[SET EXERCISE]
Copy the records below word for word, leaving out the pictures.

▬▬▬

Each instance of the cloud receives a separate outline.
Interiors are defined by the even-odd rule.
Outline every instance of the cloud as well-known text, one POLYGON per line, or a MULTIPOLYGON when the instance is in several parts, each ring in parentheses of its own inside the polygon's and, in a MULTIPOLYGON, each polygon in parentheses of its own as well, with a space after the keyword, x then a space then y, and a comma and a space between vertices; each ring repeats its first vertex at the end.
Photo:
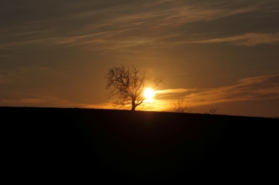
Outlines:
MULTIPOLYGON (((279 74, 242 79, 235 85, 217 88, 173 89, 160 92, 162 95, 172 92, 178 97, 187 92, 186 100, 194 106, 279 98, 279 74)), ((172 100, 167 96, 162 97, 166 102, 172 100)))
MULTIPOLYGON (((8 1, 5 1, 8 3, 8 1)), ((42 5, 31 1, 28 5, 8 4, 8 7, 9 10, 3 11, 1 16, 10 19, 3 20, 5 24, 0 31, 2 40, 0 48, 22 45, 30 47, 63 45, 105 51, 142 45, 169 47, 174 44, 183 44, 193 40, 193 37, 199 36, 187 33, 183 26, 189 23, 256 11, 257 15, 264 12, 266 15, 276 12, 278 3, 276 1, 156 0, 81 1, 67 3, 50 1, 42 5), (55 8, 45 8, 45 6, 55 8), (13 14, 18 12, 22 13, 20 17, 13 14)), ((243 35, 227 38, 226 40, 211 39, 201 42, 234 42, 244 45, 277 42, 273 40, 274 35, 252 33, 243 35)))
POLYGON ((188 43, 218 43, 228 42, 236 45, 246 47, 255 46, 260 44, 277 44, 279 42, 279 32, 275 33, 249 33, 241 35, 213 38, 200 41, 192 41, 188 43))

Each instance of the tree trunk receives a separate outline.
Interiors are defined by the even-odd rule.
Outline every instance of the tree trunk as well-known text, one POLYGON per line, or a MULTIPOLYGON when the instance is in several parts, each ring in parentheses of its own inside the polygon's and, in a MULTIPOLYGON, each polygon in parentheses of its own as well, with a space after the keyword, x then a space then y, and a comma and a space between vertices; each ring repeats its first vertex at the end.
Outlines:
POLYGON ((132 99, 132 109, 133 111, 135 111, 135 99, 132 99))

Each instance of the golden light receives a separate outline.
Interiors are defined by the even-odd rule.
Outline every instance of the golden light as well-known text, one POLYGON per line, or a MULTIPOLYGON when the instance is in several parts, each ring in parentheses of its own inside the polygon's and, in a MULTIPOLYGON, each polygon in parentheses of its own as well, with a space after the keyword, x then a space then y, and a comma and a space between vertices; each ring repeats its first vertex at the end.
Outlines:
POLYGON ((155 95, 154 90, 151 88, 146 88, 144 92, 144 95, 146 99, 151 99, 155 95))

▬▬▬

[EXERCISE RESPONSE]
Each instance of the cloud receives a separate outline.
Interiors are defined by the even-odd rule.
Outline every instance of the cloud as well-known text, one POLYGON per line, or a MULTIPOLYGON when the instance is in several parts, each ring in parentheses of its own inside the polygon's and, in a MULTIPOLYGON, each polygon in parentheses of its own as well, with a space after the keyword, x then a space then y, and a comma and a space between vertices; each ring repeats its first vertex at the end.
Photo:
Outlines:
MULTIPOLYGON (((279 74, 242 79, 235 85, 217 88, 173 89, 160 92, 162 95, 172 92, 178 97, 187 92, 186 100, 194 106, 279 98, 279 74)), ((172 100, 167 96, 162 97, 166 102, 172 100)))
MULTIPOLYGON (((8 1, 5 1, 8 3, 8 1)), ((42 5, 31 1, 28 5, 8 4, 8 7, 9 10, 3 11, 1 16, 10 19, 3 20, 5 24, 0 31, 2 40, 0 48, 22 45, 30 47, 63 45, 105 51, 142 45, 169 47, 174 44, 183 44, 193 40, 193 37, 199 36, 187 33, 183 26, 189 23, 256 11, 257 15, 264 12, 266 15, 276 12, 278 3, 276 1, 156 0, 81 1, 67 3, 50 1, 42 5), (55 8, 45 8, 45 6, 55 8), (13 14, 18 12, 22 13, 20 17, 13 14)), ((243 35, 227 38, 226 40, 211 39, 201 42, 234 42, 244 45, 277 42, 273 40, 274 35, 252 33, 243 35)))
POLYGON ((188 43, 218 43, 228 42, 236 45, 246 47, 255 46, 260 44, 277 44, 279 42, 279 32, 275 33, 249 33, 241 35, 213 38, 200 41, 192 41, 188 43))

Each instance of the tree trunk receives a separate outline.
Interiors are defined by the even-odd rule.
Outline every instance of the tree trunk as well-known text, one POLYGON per line, or a MULTIPOLYGON when the instance is in several parts, each ring in parentheses of its own inside the polygon's and, in a MULTIPOLYGON, each polygon in parentheses of its own as well, with a space after the keyword, x then a space then y, and a comma and a space between vertices; each ring repeats its first vertex at the end.
Outlines:
POLYGON ((132 99, 132 109, 133 111, 135 111, 135 99, 132 99))

Each instance of the golden light receives a separate outline.
Interiors are defined by the even-odd rule.
Outline every instance of the golden light as well-known text, one POLYGON per line, or a MULTIPOLYGON when the instance is in several parts, each ring in parentheses of its own inside the polygon's and, in a MULTIPOLYGON, each polygon in parentheses of its own as well, with a space after the keyword, x then a space then y, and a comma and a space between vertices; each ring repeats its first vertex at the end.
Outlines:
POLYGON ((155 95, 154 90, 151 88, 146 88, 144 92, 144 95, 146 99, 151 99, 155 95))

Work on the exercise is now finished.